Exercise: Output exactly the lines that run from the line with "find black suv" to the end of the material, both ends included, and no other lines.

Stored data:
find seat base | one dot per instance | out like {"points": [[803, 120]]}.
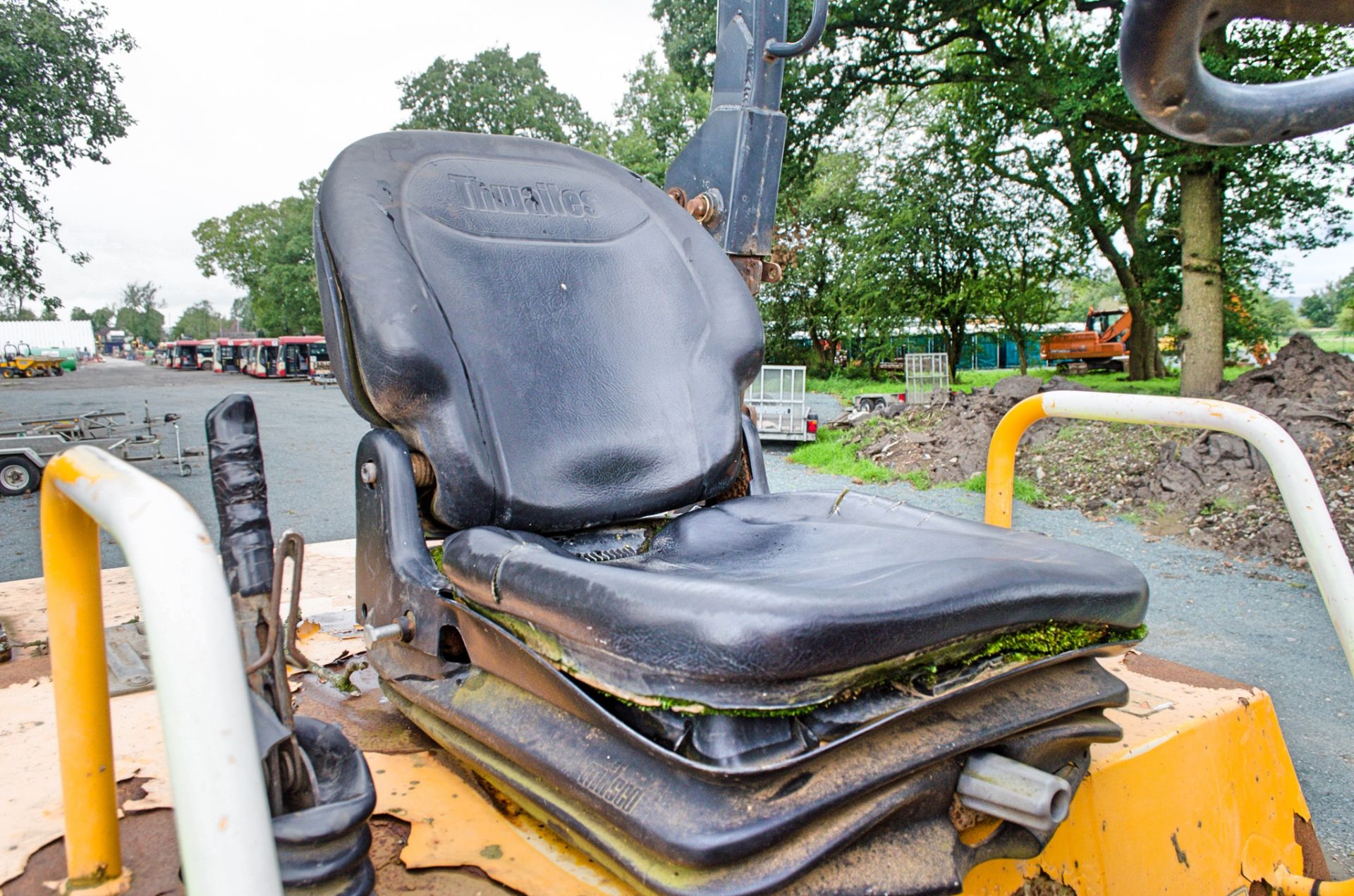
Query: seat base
{"points": [[671, 823], [874, 815]]}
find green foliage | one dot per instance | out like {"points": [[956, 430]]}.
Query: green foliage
{"points": [[656, 118], [59, 104], [494, 94], [269, 251], [98, 319], [1323, 307], [827, 291], [831, 454], [1267, 319], [198, 322], [138, 312]]}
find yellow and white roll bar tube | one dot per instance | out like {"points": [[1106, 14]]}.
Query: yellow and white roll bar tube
{"points": [[1292, 473], [221, 812]]}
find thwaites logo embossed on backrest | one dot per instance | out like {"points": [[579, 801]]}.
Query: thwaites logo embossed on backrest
{"points": [[523, 201], [539, 200]]}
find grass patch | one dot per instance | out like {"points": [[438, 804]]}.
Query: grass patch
{"points": [[846, 388], [1025, 490], [918, 479], [1221, 504], [831, 454]]}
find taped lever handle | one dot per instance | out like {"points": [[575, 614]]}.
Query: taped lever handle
{"points": [[781, 50], [1166, 80], [241, 493]]}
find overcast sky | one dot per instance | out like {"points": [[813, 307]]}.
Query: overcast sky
{"points": [[238, 102]]}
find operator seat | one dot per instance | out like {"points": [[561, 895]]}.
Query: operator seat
{"points": [[566, 348]]}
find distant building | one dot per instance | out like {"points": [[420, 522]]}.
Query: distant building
{"points": [[49, 335]]}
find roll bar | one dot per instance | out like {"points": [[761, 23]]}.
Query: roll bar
{"points": [[1293, 475], [221, 812], [1166, 80]]}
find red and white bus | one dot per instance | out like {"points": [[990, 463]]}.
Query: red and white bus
{"points": [[183, 355], [228, 357], [286, 356]]}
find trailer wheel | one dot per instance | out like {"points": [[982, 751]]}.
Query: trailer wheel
{"points": [[18, 475]]}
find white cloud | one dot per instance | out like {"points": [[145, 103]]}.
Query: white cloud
{"points": [[238, 102]]}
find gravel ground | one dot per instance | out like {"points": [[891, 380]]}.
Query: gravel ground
{"points": [[1260, 625], [309, 438]]}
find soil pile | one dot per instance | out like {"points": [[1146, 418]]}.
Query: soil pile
{"points": [[949, 441], [1211, 488]]}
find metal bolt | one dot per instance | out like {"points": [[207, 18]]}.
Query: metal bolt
{"points": [[401, 630], [702, 207], [375, 634]]}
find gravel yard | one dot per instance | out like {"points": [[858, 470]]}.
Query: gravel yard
{"points": [[1255, 623]]}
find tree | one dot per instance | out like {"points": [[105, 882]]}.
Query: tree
{"points": [[138, 312], [1323, 307], [241, 314], [59, 104], [269, 251], [929, 228], [1267, 319], [821, 254], [1025, 254], [1035, 85], [656, 118], [496, 94], [198, 322]]}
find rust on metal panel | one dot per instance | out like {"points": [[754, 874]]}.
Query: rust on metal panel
{"points": [[1166, 670]]}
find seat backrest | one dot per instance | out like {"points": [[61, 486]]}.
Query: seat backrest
{"points": [[561, 338]]}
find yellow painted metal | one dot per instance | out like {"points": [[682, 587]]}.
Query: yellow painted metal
{"points": [[1001, 459], [80, 685], [1177, 804]]}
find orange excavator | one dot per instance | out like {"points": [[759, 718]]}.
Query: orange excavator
{"points": [[1102, 344]]}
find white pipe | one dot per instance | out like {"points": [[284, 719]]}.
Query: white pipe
{"points": [[221, 812], [1296, 482]]}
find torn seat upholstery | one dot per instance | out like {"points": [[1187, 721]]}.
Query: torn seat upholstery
{"points": [[711, 694]]}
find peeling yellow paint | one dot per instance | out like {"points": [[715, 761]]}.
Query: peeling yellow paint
{"points": [[453, 825]]}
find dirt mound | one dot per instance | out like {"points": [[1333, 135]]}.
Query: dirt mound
{"points": [[1211, 488], [949, 443], [1305, 388]]}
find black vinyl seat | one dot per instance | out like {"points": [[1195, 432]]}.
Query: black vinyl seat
{"points": [[710, 693], [784, 600], [565, 348]]}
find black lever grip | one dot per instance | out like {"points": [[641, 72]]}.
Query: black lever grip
{"points": [[781, 50], [1166, 80], [241, 491]]}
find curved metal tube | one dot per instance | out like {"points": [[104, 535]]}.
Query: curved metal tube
{"points": [[220, 804], [781, 50], [1292, 474], [1166, 80]]}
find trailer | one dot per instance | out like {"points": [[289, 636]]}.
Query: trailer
{"points": [[29, 444], [776, 400], [19, 360]]}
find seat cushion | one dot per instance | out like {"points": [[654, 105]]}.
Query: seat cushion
{"points": [[786, 600], [561, 338]]}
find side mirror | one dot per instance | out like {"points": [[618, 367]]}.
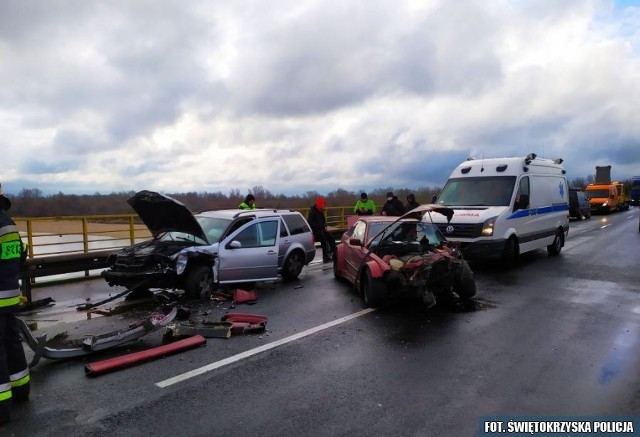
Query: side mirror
{"points": [[523, 203]]}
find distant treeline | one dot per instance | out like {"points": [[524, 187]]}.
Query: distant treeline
{"points": [[31, 202]]}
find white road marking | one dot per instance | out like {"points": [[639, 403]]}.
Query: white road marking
{"points": [[246, 354]]}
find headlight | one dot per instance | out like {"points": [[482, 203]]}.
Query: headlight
{"points": [[487, 226]]}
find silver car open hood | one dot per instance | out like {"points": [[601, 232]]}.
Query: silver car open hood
{"points": [[162, 213]]}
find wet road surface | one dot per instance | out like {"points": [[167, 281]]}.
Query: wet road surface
{"points": [[555, 336]]}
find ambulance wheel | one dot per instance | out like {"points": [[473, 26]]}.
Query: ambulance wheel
{"points": [[510, 254], [555, 247]]}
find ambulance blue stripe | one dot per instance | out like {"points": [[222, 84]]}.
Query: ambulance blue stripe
{"points": [[537, 211]]}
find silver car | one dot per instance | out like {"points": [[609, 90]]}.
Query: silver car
{"points": [[199, 252]]}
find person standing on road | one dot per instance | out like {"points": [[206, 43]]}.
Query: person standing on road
{"points": [[318, 224], [393, 206], [249, 202], [364, 206], [411, 202], [14, 372]]}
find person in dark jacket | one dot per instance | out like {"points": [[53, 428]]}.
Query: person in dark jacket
{"points": [[411, 202], [318, 224], [14, 372], [393, 206], [249, 202]]}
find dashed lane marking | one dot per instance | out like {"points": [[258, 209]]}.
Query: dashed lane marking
{"points": [[246, 354]]}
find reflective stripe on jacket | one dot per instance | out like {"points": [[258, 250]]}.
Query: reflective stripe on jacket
{"points": [[10, 258], [5, 392], [21, 378]]}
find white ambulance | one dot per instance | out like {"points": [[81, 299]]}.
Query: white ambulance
{"points": [[506, 206]]}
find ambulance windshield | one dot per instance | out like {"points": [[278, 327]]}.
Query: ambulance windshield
{"points": [[478, 191]]}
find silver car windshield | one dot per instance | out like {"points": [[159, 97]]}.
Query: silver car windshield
{"points": [[478, 191], [213, 227], [180, 236]]}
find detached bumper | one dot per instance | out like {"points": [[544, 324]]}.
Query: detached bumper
{"points": [[150, 279]]}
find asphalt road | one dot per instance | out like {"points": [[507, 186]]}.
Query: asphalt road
{"points": [[555, 336]]}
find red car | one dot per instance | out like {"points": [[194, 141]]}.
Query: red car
{"points": [[392, 256]]}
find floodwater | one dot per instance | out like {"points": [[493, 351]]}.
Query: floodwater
{"points": [[54, 244]]}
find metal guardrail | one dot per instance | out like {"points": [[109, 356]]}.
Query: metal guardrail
{"points": [[69, 244]]}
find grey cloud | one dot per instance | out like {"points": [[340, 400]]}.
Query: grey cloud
{"points": [[72, 142], [39, 167]]}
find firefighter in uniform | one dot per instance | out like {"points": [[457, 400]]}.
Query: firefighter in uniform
{"points": [[14, 372]]}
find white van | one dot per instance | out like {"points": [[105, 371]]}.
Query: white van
{"points": [[506, 206]]}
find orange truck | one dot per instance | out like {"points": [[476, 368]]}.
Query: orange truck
{"points": [[606, 196]]}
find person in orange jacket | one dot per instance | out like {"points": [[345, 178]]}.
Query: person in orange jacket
{"points": [[318, 224]]}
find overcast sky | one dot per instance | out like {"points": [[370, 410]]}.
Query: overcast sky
{"points": [[299, 95]]}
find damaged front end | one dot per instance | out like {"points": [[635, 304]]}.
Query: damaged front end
{"points": [[418, 261], [430, 276], [150, 263]]}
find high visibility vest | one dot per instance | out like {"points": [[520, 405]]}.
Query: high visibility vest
{"points": [[10, 255]]}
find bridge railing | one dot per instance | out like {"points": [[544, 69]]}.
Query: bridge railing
{"points": [[70, 244]]}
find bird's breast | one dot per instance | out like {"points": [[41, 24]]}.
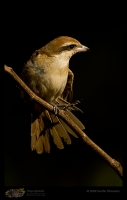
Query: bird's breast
{"points": [[52, 83]]}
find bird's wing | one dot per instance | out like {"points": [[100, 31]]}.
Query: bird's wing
{"points": [[68, 91]]}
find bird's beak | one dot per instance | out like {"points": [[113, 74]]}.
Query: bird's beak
{"points": [[82, 48]]}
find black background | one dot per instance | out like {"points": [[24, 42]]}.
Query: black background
{"points": [[98, 82]]}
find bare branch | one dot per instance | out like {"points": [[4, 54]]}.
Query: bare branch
{"points": [[112, 162]]}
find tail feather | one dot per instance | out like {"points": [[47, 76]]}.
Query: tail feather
{"points": [[60, 129], [56, 138], [48, 123]]}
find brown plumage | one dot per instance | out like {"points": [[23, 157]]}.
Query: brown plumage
{"points": [[47, 73]]}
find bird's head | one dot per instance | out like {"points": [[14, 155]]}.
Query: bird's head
{"points": [[59, 51], [64, 45]]}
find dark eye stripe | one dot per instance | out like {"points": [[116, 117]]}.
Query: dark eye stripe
{"points": [[67, 47]]}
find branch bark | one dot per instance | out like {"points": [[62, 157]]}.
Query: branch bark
{"points": [[115, 165]]}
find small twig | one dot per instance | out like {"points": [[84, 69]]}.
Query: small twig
{"points": [[112, 162]]}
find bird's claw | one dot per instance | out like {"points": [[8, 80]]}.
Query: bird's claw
{"points": [[55, 108]]}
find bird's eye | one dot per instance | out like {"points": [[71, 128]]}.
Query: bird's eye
{"points": [[72, 46]]}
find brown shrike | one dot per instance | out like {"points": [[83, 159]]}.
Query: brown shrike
{"points": [[48, 75]]}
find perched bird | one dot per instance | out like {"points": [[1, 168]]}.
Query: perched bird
{"points": [[48, 75]]}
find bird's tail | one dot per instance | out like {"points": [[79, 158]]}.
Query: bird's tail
{"points": [[49, 124]]}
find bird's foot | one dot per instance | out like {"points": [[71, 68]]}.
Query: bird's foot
{"points": [[55, 108], [72, 105]]}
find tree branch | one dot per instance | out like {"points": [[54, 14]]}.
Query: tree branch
{"points": [[116, 166]]}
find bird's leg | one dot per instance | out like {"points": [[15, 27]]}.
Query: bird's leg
{"points": [[67, 105], [55, 108]]}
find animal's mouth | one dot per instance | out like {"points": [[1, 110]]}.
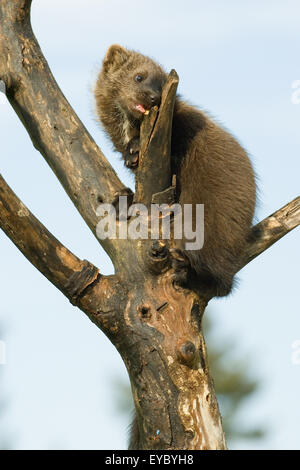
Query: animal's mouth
{"points": [[139, 107]]}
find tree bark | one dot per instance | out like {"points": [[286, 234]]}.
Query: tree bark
{"points": [[154, 324]]}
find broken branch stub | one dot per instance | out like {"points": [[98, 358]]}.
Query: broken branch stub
{"points": [[154, 171]]}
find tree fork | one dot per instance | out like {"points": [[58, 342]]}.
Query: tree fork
{"points": [[155, 325]]}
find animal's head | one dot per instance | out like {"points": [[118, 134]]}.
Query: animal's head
{"points": [[136, 80]]}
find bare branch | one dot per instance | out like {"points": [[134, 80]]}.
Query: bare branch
{"points": [[60, 266], [53, 126], [154, 171], [271, 229]]}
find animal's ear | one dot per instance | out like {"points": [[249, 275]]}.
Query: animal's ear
{"points": [[115, 57]]}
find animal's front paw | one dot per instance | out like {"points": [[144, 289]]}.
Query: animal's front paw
{"points": [[131, 157]]}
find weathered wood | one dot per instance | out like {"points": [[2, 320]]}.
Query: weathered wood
{"points": [[154, 171], [55, 129], [39, 246], [271, 229]]}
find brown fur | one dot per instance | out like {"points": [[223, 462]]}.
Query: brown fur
{"points": [[211, 166]]}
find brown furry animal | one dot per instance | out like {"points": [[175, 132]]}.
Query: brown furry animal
{"points": [[211, 166]]}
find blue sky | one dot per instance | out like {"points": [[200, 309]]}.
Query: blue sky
{"points": [[238, 61]]}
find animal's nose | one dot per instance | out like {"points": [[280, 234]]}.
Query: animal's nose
{"points": [[155, 99]]}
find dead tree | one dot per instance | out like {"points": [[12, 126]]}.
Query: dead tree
{"points": [[154, 324]]}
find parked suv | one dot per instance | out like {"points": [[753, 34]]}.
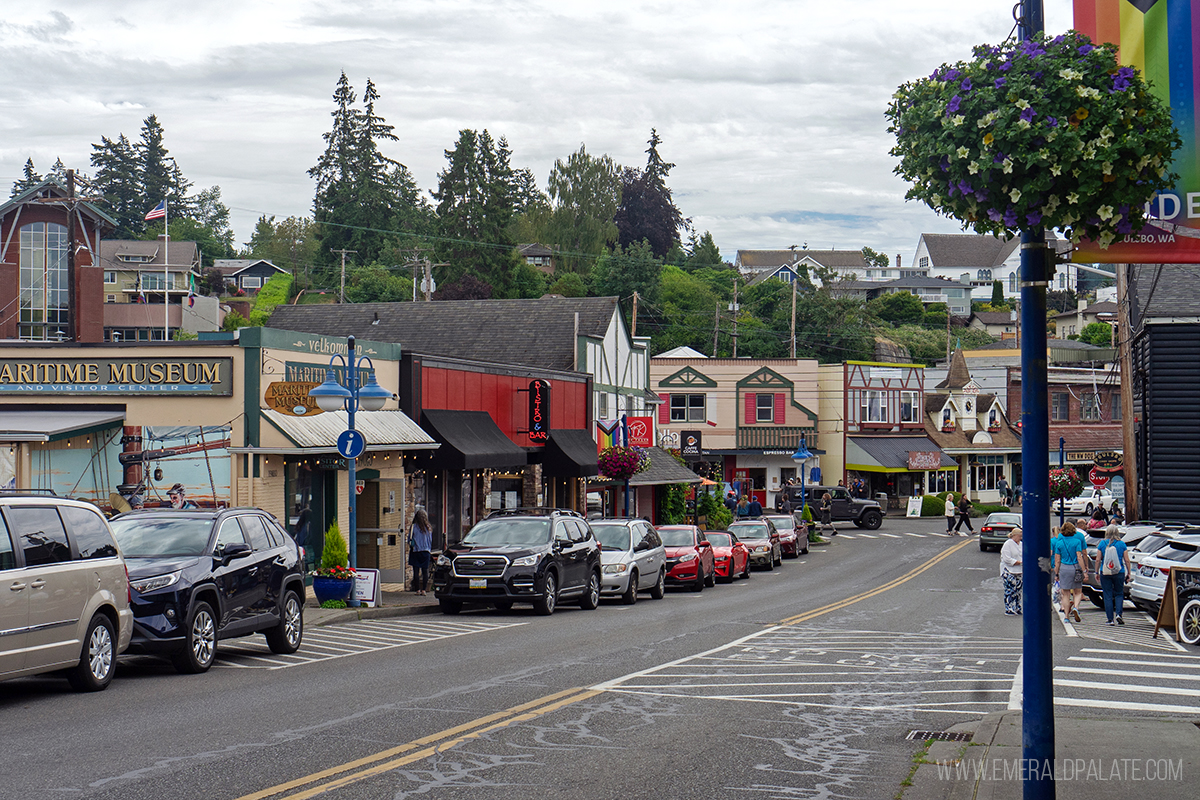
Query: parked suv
{"points": [[67, 600], [521, 555], [197, 577], [864, 513]]}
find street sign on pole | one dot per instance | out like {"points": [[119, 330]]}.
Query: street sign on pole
{"points": [[351, 444]]}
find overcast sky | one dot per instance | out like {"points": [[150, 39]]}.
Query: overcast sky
{"points": [[772, 110]]}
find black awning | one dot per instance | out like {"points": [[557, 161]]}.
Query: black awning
{"points": [[570, 453], [469, 440]]}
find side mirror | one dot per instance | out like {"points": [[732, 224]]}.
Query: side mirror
{"points": [[235, 551]]}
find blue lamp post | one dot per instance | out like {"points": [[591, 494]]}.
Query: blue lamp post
{"points": [[801, 456], [333, 396]]}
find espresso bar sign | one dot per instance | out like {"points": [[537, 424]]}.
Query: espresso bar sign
{"points": [[539, 411], [208, 377]]}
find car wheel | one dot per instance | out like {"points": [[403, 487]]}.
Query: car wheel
{"points": [[287, 635], [545, 605], [1189, 621], [660, 589], [591, 597], [201, 642], [97, 659], [630, 595]]}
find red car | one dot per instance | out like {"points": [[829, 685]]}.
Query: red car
{"points": [[730, 557], [689, 557]]}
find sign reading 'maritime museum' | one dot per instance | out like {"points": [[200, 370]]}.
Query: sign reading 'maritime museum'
{"points": [[207, 377]]}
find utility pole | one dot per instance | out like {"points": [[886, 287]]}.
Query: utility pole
{"points": [[72, 324], [795, 280], [1128, 444], [735, 310], [341, 294]]}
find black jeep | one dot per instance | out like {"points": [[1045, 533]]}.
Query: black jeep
{"points": [[521, 555], [864, 513]]}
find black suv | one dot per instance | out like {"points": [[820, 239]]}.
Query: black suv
{"points": [[521, 555], [201, 576], [864, 513]]}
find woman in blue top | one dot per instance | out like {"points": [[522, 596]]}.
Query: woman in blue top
{"points": [[1071, 570], [420, 545], [1115, 570]]}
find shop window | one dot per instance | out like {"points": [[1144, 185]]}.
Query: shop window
{"points": [[1059, 407], [688, 408], [874, 407]]}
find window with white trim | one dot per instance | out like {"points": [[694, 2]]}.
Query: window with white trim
{"points": [[765, 407], [875, 407], [688, 408]]}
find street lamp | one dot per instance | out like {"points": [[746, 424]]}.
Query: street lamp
{"points": [[333, 396], [801, 456]]}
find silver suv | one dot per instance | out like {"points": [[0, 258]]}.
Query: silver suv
{"points": [[67, 600]]}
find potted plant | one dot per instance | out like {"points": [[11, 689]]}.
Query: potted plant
{"points": [[334, 579]]}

Answer to the problem:
find black suv | one dot per instance | out like {"points": [[820, 239]]}.
Query: black suv
{"points": [[521, 555], [201, 576], [864, 513]]}
find woman in blue top | one dot per instance | out like {"points": [[522, 596]]}.
Query: woman in blue top
{"points": [[1071, 570], [420, 545], [1115, 570]]}
find shop window | one dot per instance | out like {"points": [[1144, 185]]}.
Query: shop window
{"points": [[1059, 407], [688, 408], [874, 407]]}
find window with white trim | one dot per instance | out like {"points": [[694, 2]]}.
Query: window with white trim
{"points": [[765, 407], [875, 407], [688, 408]]}
find street lamp | one dot per instance | out like {"points": [[746, 424]]}.
Query: street lamp
{"points": [[333, 396], [801, 456]]}
find silver suv | one dot per instance | out like {"points": [[0, 258]]}.
Query: silver suv
{"points": [[67, 600]]}
find potted plant | one dot per instance | out like {"points": [[11, 689]]}.
Query: potted plant
{"points": [[334, 579]]}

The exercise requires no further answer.